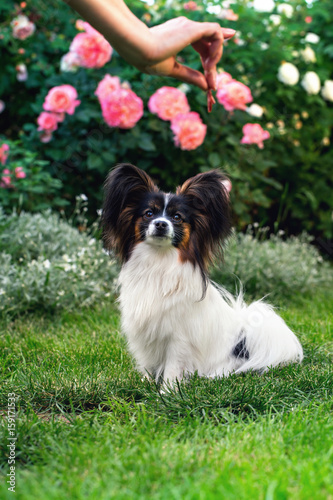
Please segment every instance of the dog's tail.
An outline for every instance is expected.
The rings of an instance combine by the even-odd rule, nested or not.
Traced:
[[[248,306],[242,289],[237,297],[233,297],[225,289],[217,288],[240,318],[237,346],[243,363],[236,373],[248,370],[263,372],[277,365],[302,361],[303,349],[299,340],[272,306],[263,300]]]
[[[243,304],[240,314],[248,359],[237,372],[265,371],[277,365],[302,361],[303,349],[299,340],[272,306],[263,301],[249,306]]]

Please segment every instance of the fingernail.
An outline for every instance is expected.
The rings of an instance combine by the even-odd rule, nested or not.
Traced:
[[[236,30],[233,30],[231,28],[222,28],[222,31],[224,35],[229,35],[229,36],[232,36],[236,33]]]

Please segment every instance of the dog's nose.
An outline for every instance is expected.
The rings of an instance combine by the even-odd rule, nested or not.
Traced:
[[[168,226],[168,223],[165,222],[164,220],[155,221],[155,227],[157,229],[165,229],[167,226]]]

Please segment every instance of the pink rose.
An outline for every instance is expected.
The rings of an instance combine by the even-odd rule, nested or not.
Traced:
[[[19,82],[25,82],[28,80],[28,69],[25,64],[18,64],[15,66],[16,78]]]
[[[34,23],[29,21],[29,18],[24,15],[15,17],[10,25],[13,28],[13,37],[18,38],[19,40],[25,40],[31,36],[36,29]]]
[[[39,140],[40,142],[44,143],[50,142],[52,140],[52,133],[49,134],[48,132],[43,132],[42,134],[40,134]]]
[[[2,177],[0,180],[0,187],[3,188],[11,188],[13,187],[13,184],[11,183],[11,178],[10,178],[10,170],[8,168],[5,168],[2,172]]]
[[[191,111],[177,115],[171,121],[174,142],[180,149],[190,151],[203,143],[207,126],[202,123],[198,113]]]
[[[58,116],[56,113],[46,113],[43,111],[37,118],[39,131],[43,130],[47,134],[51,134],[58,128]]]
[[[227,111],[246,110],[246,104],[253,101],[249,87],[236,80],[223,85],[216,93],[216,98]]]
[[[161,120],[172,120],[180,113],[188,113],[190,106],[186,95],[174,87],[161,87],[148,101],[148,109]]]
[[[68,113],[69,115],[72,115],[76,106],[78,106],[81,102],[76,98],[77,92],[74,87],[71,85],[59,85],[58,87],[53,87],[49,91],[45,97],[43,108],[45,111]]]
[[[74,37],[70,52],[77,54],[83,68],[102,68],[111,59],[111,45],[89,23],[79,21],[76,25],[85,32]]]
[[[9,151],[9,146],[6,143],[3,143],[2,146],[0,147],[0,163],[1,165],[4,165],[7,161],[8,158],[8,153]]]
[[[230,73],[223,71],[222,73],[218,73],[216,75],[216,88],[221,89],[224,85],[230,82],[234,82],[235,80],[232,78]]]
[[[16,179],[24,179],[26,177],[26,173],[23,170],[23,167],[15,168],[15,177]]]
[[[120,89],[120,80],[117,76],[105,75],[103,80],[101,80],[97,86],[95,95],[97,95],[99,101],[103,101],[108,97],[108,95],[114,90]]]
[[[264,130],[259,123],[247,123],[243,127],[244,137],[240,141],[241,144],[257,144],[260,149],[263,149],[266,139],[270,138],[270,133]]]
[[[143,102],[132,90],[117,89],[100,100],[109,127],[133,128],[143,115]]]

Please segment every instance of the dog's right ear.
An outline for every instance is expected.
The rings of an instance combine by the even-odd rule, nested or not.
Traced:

◆ GOAL ◆
Transcribe the lines of the items word for word, starting at the line that contains "Please segment every instance of the dog's right" and ending at the last line of the items, both included.

◆ SOLUTION TO THIS EXERCISE ◆
Please segment every instance of the dog's right ear.
An outline for every instance is expected.
The rings of an instance combine by the even-odd rule, nested or not.
Traced:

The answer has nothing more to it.